▶ Free-text object descriptions
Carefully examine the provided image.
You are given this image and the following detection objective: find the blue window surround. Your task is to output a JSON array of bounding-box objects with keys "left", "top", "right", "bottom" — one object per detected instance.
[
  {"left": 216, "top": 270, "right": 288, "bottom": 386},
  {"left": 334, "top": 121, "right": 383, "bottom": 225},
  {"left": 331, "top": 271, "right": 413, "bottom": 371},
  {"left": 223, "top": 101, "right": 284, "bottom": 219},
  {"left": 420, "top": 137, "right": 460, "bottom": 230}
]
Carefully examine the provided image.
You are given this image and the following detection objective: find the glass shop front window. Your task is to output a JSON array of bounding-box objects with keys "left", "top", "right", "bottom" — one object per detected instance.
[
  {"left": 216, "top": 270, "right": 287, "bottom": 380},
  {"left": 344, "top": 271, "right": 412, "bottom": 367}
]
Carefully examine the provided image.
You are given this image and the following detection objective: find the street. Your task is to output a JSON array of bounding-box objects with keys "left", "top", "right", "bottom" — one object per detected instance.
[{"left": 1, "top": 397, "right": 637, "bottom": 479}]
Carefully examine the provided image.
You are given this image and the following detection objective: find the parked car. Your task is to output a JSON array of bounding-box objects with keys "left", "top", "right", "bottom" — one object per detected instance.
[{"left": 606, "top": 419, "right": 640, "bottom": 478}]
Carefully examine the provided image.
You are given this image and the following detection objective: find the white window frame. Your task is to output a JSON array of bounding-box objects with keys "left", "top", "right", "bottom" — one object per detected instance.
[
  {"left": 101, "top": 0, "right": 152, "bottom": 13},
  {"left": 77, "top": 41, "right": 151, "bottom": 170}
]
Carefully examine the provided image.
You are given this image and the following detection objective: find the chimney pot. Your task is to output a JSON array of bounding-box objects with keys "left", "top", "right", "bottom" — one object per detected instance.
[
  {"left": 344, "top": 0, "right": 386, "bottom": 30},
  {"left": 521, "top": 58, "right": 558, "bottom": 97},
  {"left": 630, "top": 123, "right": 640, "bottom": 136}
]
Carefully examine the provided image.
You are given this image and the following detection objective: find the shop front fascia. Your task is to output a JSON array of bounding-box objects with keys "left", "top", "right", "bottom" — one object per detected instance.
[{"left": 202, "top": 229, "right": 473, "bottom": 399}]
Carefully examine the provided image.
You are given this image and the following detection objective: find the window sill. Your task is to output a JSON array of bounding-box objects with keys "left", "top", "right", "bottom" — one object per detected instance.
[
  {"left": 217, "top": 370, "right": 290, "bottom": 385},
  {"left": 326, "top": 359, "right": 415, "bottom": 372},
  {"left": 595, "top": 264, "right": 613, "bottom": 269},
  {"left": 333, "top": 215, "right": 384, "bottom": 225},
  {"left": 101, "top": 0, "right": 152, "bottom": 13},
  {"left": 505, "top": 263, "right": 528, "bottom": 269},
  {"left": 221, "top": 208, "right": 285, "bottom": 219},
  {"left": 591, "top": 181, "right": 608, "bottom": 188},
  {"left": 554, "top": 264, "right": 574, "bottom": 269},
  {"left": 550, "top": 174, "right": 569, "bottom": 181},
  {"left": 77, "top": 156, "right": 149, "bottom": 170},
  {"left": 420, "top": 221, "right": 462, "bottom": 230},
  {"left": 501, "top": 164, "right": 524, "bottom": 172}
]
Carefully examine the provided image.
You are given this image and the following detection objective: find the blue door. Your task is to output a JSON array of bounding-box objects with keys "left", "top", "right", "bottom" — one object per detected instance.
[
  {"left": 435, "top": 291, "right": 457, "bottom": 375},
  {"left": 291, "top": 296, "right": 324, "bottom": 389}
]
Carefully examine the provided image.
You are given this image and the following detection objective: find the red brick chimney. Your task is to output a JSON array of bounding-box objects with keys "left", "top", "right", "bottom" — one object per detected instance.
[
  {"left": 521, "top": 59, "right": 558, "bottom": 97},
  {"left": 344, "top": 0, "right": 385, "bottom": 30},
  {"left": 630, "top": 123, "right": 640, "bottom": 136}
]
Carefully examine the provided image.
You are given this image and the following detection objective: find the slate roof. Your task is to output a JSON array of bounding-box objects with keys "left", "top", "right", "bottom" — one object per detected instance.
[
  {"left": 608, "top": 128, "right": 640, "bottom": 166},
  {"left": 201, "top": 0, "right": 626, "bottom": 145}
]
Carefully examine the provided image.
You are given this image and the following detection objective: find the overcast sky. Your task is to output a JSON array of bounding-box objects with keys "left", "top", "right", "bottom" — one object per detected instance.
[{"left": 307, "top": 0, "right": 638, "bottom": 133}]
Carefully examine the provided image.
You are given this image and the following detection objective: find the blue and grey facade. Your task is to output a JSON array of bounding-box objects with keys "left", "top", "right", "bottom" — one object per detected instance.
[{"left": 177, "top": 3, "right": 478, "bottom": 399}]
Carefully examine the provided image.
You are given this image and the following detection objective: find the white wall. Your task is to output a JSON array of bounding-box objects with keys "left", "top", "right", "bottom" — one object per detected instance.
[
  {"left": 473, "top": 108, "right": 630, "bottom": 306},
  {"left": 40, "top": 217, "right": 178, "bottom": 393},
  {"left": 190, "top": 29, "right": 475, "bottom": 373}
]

▶ ABOUT THIS TASK
Word for word, transcribe each record.

▶ RESPONSE AREA
Carefully examine the provided image.
You are given this image and the following detection objective: find the blue window surround. Your task is to output a JSON array of bounding-box objects with keys "left", "top", "right", "bottom" — one object per detected instance.
[
  {"left": 216, "top": 270, "right": 288, "bottom": 386},
  {"left": 334, "top": 121, "right": 383, "bottom": 225},
  {"left": 331, "top": 271, "right": 413, "bottom": 371},
  {"left": 223, "top": 101, "right": 284, "bottom": 219},
  {"left": 420, "top": 137, "right": 460, "bottom": 230}
]
Carefully examine the provided image.
You are given this image and the following detection objective: find the glass shop front window. Your task is to output a JSON array of bounding-box objects with keys "left", "top", "right", "bottom" — one object per detected instance.
[
  {"left": 216, "top": 270, "right": 287, "bottom": 380},
  {"left": 344, "top": 271, "right": 412, "bottom": 367}
]
Carefully examine the provided image.
You are given this image and the following detection objective: find the street. Your task is to output a JSON array of bounding-box objects with keys "left", "top", "right", "bottom" — one object per detected instance.
[{"left": 1, "top": 397, "right": 637, "bottom": 479}]
Carefully examine the provided image.
You are given this image and the following detection objective: find the parked car. Your task is to output a JSON array of bounding-box objects with keys "left", "top", "right", "bottom" — one object per detected instance.
[{"left": 606, "top": 419, "right": 640, "bottom": 478}]
Carefully examine the provided image.
You are given this image and the following detection objective: find the white window frame. Your task is to output a JSON array of bounding-box objects with keys "left", "top", "right", "bottom" — one object per detected instance.
[
  {"left": 101, "top": 0, "right": 152, "bottom": 13},
  {"left": 77, "top": 41, "right": 151, "bottom": 170}
]
Carefully examine the provided image.
You are given this image and the following detection objective: find the chimney pot. Your task is to output a JSON array of bounding-box objects with keys "left", "top", "right", "bottom" — one object per detected instance.
[
  {"left": 344, "top": 0, "right": 386, "bottom": 30},
  {"left": 521, "top": 58, "right": 558, "bottom": 97},
  {"left": 630, "top": 123, "right": 640, "bottom": 136}
]
Carefully examine the provided image.
You are given this image and the following detection objective: find the shop front fascia. Your task is to output a JSON array of bounding-box objects with keys "left", "top", "right", "bottom" — one object per detected instance.
[{"left": 202, "top": 229, "right": 473, "bottom": 399}]
Carefully examine the provided image.
You are given this image and the following detection objective: find the window sill. Your task is to output a JSON array of bounding-box objects with keys "left", "top", "right", "bottom" — one object per detected instance.
[
  {"left": 217, "top": 370, "right": 290, "bottom": 385},
  {"left": 326, "top": 359, "right": 415, "bottom": 372},
  {"left": 595, "top": 264, "right": 613, "bottom": 269},
  {"left": 333, "top": 215, "right": 384, "bottom": 225},
  {"left": 101, "top": 0, "right": 152, "bottom": 13},
  {"left": 505, "top": 263, "right": 528, "bottom": 269},
  {"left": 221, "top": 208, "right": 285, "bottom": 219},
  {"left": 591, "top": 181, "right": 608, "bottom": 188},
  {"left": 554, "top": 264, "right": 574, "bottom": 269},
  {"left": 550, "top": 174, "right": 569, "bottom": 181},
  {"left": 77, "top": 156, "right": 149, "bottom": 170},
  {"left": 420, "top": 221, "right": 462, "bottom": 230},
  {"left": 501, "top": 164, "right": 524, "bottom": 172}
]
Carefully examine the provided image.
You are given this image and the following detection objective: find the blue door. Your task is to output a JSON array of bounding-box objects with keys "left", "top", "right", "bottom" — one object per detected instance.
[
  {"left": 435, "top": 291, "right": 457, "bottom": 375},
  {"left": 291, "top": 296, "right": 324, "bottom": 389}
]
Carefully examine the provided image.
You are given this image and the following detection objective: find the red brick chimney. Your task is to output a JSON array of bounding-box objects with keys "left", "top", "right", "bottom" — one object per detected instance.
[
  {"left": 521, "top": 59, "right": 558, "bottom": 97},
  {"left": 344, "top": 0, "right": 385, "bottom": 30},
  {"left": 630, "top": 123, "right": 640, "bottom": 136}
]
Carefully examine the provided image.
You are given this image and the following detection objective: find the slate roof. Your task is to output a JSON array of bounding-box objects with keys "left", "top", "right", "bottom" — one object per detected instance.
[
  {"left": 608, "top": 128, "right": 640, "bottom": 166},
  {"left": 201, "top": 0, "right": 626, "bottom": 145}
]
Carefully examine the provided image.
You are given this image and the following detection objective: find the overcast sky. Your task is to output a JSON array of bounding-box objects with keys "left", "top", "right", "bottom" — one object per detected instance.
[{"left": 307, "top": 0, "right": 638, "bottom": 133}]
Carefully examine the provided image.
You are given this image and the following detection objective: find the blue and grey facade. Your task is to output a JSON array of bounding-box objects with keys "left", "top", "right", "bottom" — one object per detected instance.
[{"left": 177, "top": 3, "right": 478, "bottom": 399}]
Carefully examine the provided image.
You are given this image and the following detection objective: find the white wall. Your task is to output a JSON array of bounding-box objects with keys "left", "top", "right", "bottom" — one object per detected instance.
[
  {"left": 473, "top": 108, "right": 630, "bottom": 306},
  {"left": 40, "top": 217, "right": 178, "bottom": 393},
  {"left": 190, "top": 29, "right": 475, "bottom": 373}
]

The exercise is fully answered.